## Begin

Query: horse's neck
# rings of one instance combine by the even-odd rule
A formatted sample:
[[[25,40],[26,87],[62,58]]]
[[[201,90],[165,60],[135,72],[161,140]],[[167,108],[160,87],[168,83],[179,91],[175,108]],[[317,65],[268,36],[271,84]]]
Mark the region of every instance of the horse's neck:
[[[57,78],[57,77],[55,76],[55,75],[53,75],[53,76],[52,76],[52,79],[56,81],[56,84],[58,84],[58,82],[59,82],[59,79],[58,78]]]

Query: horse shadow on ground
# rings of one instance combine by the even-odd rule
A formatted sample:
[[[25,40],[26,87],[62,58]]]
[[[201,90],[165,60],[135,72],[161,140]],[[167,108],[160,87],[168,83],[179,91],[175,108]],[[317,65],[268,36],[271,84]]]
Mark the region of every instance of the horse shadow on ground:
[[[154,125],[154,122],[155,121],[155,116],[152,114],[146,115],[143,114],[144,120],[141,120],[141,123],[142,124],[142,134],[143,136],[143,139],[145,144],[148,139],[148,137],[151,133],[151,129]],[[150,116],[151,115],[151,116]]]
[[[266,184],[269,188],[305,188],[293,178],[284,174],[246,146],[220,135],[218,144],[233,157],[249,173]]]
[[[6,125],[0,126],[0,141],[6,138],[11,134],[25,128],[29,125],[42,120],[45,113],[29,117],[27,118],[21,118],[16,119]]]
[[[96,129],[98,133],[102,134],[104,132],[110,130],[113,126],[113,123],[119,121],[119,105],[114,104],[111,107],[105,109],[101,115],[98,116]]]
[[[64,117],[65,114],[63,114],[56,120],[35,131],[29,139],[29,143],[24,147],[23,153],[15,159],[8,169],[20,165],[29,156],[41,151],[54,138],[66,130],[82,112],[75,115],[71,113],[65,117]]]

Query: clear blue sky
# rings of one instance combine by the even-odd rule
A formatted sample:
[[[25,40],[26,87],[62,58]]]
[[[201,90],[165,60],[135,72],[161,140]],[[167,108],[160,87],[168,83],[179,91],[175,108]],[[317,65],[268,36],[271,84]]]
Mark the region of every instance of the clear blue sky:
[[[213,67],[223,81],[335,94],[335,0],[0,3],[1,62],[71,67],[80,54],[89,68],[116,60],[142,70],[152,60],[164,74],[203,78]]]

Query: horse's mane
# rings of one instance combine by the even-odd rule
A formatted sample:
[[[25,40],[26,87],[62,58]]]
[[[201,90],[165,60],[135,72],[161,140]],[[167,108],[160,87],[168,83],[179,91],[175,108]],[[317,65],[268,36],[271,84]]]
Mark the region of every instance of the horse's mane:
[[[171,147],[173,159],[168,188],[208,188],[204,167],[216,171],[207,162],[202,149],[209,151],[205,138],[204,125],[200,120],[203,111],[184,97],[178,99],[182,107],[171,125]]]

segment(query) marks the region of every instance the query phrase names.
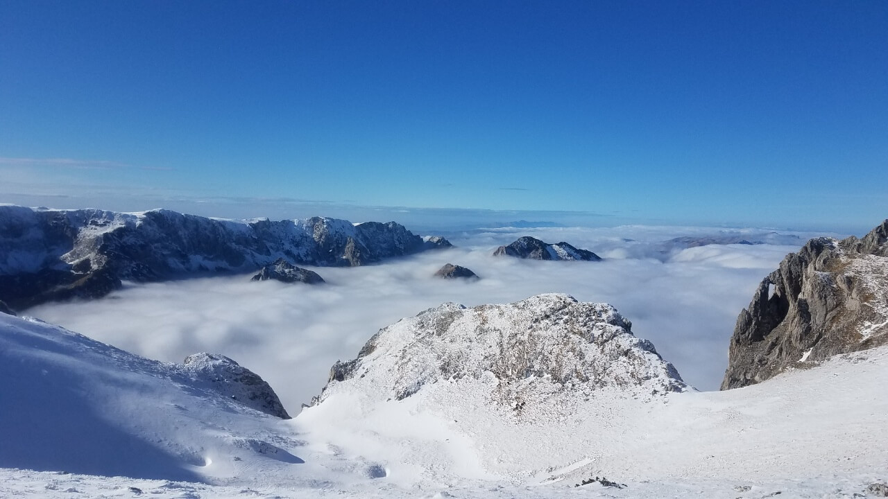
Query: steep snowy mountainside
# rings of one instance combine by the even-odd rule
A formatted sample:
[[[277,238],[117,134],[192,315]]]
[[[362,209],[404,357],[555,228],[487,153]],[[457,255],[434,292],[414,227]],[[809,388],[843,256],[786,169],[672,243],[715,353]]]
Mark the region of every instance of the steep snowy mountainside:
[[[0,206],[0,300],[13,309],[101,297],[121,280],[248,272],[291,264],[354,266],[446,247],[394,222],[221,220],[167,210],[115,213]]]
[[[0,380],[0,467],[194,481],[301,461],[260,412],[287,416],[274,391],[222,356],[164,364],[2,315]]]
[[[554,244],[525,235],[513,242],[500,246],[494,251],[495,257],[507,256],[534,260],[584,260],[597,262],[600,257],[588,250],[579,250],[561,242]]]
[[[630,328],[614,307],[567,295],[472,308],[444,304],[381,329],[357,359],[334,365],[320,401],[340,390],[383,389],[400,400],[439,382],[480,384],[491,388],[491,403],[519,415],[604,388],[685,390],[675,368]]]
[[[888,342],[888,220],[809,241],[759,284],[731,337],[722,389]]]
[[[337,362],[297,421],[307,438],[345,453],[372,449],[392,477],[453,487],[555,487],[598,476],[642,496],[638,482],[786,480],[794,485],[783,492],[797,492],[810,480],[820,484],[813,495],[798,496],[813,497],[838,490],[824,485],[836,480],[860,492],[884,472],[888,347],[698,392],[628,326],[609,305],[563,295],[445,304]],[[711,496],[766,495],[737,491]]]

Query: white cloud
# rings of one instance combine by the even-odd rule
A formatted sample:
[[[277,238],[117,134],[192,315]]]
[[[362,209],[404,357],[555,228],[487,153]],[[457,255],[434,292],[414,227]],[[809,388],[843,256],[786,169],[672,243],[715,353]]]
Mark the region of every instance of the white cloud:
[[[670,251],[688,227],[497,229],[455,237],[459,248],[356,268],[313,268],[328,284],[251,282],[250,275],[128,285],[106,298],[43,305],[28,312],[147,357],[181,361],[201,351],[227,355],[265,377],[291,413],[308,402],[337,360],[353,358],[382,327],[454,301],[505,303],[544,292],[607,302],[650,339],[686,381],[717,389],[728,338],[759,281],[797,246],[708,246]],[[614,257],[602,262],[540,262],[494,257],[519,235]],[[624,241],[631,239],[632,241]],[[445,263],[481,280],[448,281],[432,274]]]

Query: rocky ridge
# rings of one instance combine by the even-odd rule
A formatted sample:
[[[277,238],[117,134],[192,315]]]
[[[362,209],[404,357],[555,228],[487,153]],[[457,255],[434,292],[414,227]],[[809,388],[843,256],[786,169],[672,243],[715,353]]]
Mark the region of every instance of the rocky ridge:
[[[121,280],[155,281],[186,273],[248,272],[280,258],[354,266],[446,248],[394,222],[314,217],[222,220],[166,210],[32,210],[0,206],[0,300],[15,309],[97,297]]]
[[[809,241],[737,318],[722,390],[888,343],[888,220],[863,238]]]
[[[488,403],[520,413],[602,390],[686,390],[630,329],[611,305],[567,295],[472,308],[447,303],[380,329],[356,359],[337,362],[314,404],[343,391],[395,400],[425,390],[480,391]]]
[[[290,265],[283,258],[278,258],[270,265],[262,267],[258,273],[250,281],[280,281],[281,282],[305,282],[305,284],[320,284],[324,282],[318,273]]]
[[[507,256],[532,260],[583,260],[597,262],[600,257],[587,250],[574,248],[567,242],[555,244],[543,242],[535,237],[525,235],[513,242],[500,246],[494,251],[495,257]]]
[[[435,277],[443,279],[480,279],[478,274],[463,265],[445,264],[435,273]]]
[[[194,383],[202,383],[213,392],[248,408],[289,419],[277,393],[258,375],[218,353],[194,353],[185,358],[178,370]]]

## End

Task details
Copy out all of the records above word for word, leaving out the pictures.

Right answer
Query: horse's neck
# rings of one instance combine by the even-odd rule
A formatted sample:
[[[25,40],[26,87],[62,58]]]
[[[201,90],[165,60],[135,72],[161,140]],[[167,108],[160,87],[168,83],[179,91],[175,108]],[[317,65],[268,36],[271,84]]]
Mark the region of every instance of the horse's neck:
[[[57,78],[57,77],[55,76],[55,75],[53,75],[53,76],[52,76],[52,79],[56,81],[56,84],[58,84],[58,82],[59,82],[59,79],[58,78]]]

Query: horse shadow on ground
# rings of one instance combine by the even-odd rule
A formatted sample:
[[[25,40],[26,87],[62,58]]]
[[[201,90],[165,60],[135,72],[161,140]],[[167,108],[160,87],[168,83],[179,91],[175,108]],[[317,65],[268,36],[271,84]]]
Mark the region of every instance of the horse shadow on ground:
[[[154,125],[154,122],[155,121],[155,116],[152,114],[146,115],[143,114],[144,120],[141,120],[141,123],[142,124],[142,134],[143,136],[143,139],[145,144],[148,139],[148,137],[151,133],[151,129]],[[150,116],[151,115],[151,116]]]
[[[266,184],[269,188],[305,188],[293,178],[284,174],[246,146],[220,135],[218,144],[233,157],[249,173]]]
[[[6,125],[0,126],[0,141],[6,138],[11,134],[25,128],[29,125],[42,120],[45,113],[29,117],[27,118],[21,118],[16,119]]]
[[[96,129],[98,133],[102,134],[104,132],[110,130],[113,126],[113,123],[119,121],[119,105],[114,104],[111,107],[105,109],[101,115],[98,116]]]
[[[64,117],[65,114],[63,114],[56,120],[35,131],[29,139],[29,143],[24,147],[23,153],[15,159],[8,169],[20,165],[29,156],[41,151],[54,138],[66,130],[82,112],[75,115],[71,113],[65,117]]]

Query: clear blue sky
# rings of one instance combine by the even-odd rule
A formatted sample:
[[[25,40],[26,87],[62,58]]]
[[[201,90],[165,60],[135,72],[161,140]],[[167,108],[160,87],[168,83],[179,91],[175,108]],[[317,65],[268,36],[271,84]]]
Mark the region of every instance of the clear blue sky:
[[[213,67],[223,81],[335,94],[335,0],[0,3],[1,62],[71,67],[80,54],[89,68],[116,60],[142,70],[152,60],[164,74],[203,78]]]

Query: horse's mane
# rings of one instance combine by the even-odd rule
A formatted sample:
[[[25,40],[26,87],[62,58]]]
[[[201,90],[165,60],[135,72],[161,140]],[[167,108],[160,87],[168,83],[179,91],[175,108]],[[317,65],[268,36],[271,84]]]
Mark the region of every instance of the horse's mane:
[[[171,147],[173,159],[168,188],[208,188],[204,167],[216,171],[207,162],[202,149],[209,151],[205,138],[204,125],[200,120],[203,111],[184,97],[178,99],[182,107],[171,125]]]

segment(query) marks the region of every instance the query phrase names.
Query: steep snowy mountainside
# rings of one instance combine by the even-odd rule
A formatted sample:
[[[277,238],[117,134],[192,315]]]
[[[362,209],[404,357],[555,228],[487,153]],[[457,255],[434,292],[414,227]],[[809,388],[843,256],[786,169],[672,243],[715,353]]]
Mark the region of every instance of the steep snowy mountainside:
[[[0,206],[0,300],[13,309],[101,297],[121,280],[248,272],[291,264],[354,266],[446,247],[394,222],[221,220],[167,210],[115,213]]]
[[[0,380],[0,467],[194,481],[301,461],[260,412],[287,416],[274,391],[222,356],[164,364],[2,315]]]
[[[554,244],[525,235],[513,242],[500,246],[494,251],[495,257],[507,256],[534,260],[584,260],[597,262],[600,257],[588,250],[579,250],[561,242]]]
[[[630,328],[614,307],[567,295],[472,308],[444,304],[381,329],[357,359],[334,365],[320,401],[340,390],[383,389],[400,400],[439,382],[480,384],[491,388],[491,403],[519,415],[604,388],[685,390],[675,368]]]
[[[888,342],[888,220],[809,241],[759,284],[731,337],[722,389]]]
[[[337,362],[297,421],[307,438],[345,453],[372,449],[392,477],[453,487],[555,487],[598,476],[642,496],[638,482],[786,480],[794,485],[783,492],[797,492],[810,480],[820,484],[813,495],[798,496],[813,497],[838,490],[824,485],[836,480],[860,492],[884,472],[888,347],[698,392],[628,326],[609,305],[563,295],[445,304]],[[711,496],[766,495],[737,491]]]

Query: white cloud
# rings of one instance combine by the even-odd rule
A formatted sample:
[[[277,238],[117,134],[192,315]]]
[[[362,209],[404,357],[555,228],[487,153]],[[457,255],[434,292],[414,227]],[[809,388],[843,256],[786,169],[672,243],[715,353]]]
Mark the region of every instance of the white cloud:
[[[670,251],[688,227],[497,229],[455,237],[459,248],[356,268],[313,268],[328,284],[251,282],[250,275],[128,285],[106,298],[43,305],[28,312],[147,357],[181,361],[201,351],[227,355],[265,377],[291,413],[308,402],[337,360],[353,358],[382,327],[454,301],[505,303],[544,292],[607,302],[650,339],[686,381],[717,389],[728,338],[759,281],[797,246],[708,246]],[[614,257],[602,262],[540,262],[494,257],[519,235]],[[624,241],[631,239],[632,241]],[[445,263],[481,280],[448,281],[432,274]]]

Query: rocky ridge
# rings of one instance combine by the even-odd rule
A formatted sample:
[[[277,238],[117,134],[192,315]]]
[[[362,209],[404,357],[555,228],[487,153]],[[457,255],[434,292],[414,227]],[[809,388],[843,256],[786,169],[672,243],[715,353]]]
Mark the region of every instance of the rocky ridge:
[[[121,280],[155,281],[186,273],[248,272],[280,258],[354,266],[446,248],[394,222],[314,217],[222,220],[166,210],[32,210],[0,206],[0,300],[15,309],[97,297]]]
[[[809,241],[737,318],[722,390],[888,343],[888,220],[863,238]]]
[[[488,403],[520,413],[602,390],[686,390],[630,329],[611,305],[567,295],[472,308],[447,303],[380,329],[356,359],[337,362],[314,404],[343,391],[395,400],[425,390],[480,391]]]
[[[290,265],[283,258],[278,258],[270,265],[262,267],[258,273],[250,281],[280,281],[281,282],[305,282],[305,284],[320,284],[324,282],[318,273]]]
[[[507,256],[532,260],[583,260],[597,262],[600,257],[587,250],[574,248],[567,242],[555,244],[543,242],[535,237],[525,235],[513,242],[500,246],[494,251],[495,257]]]
[[[435,277],[443,279],[480,279],[478,274],[463,265],[445,264],[435,273]]]
[[[194,383],[202,383],[213,392],[248,408],[289,419],[277,393],[258,375],[218,353],[194,353],[185,358],[178,370]]]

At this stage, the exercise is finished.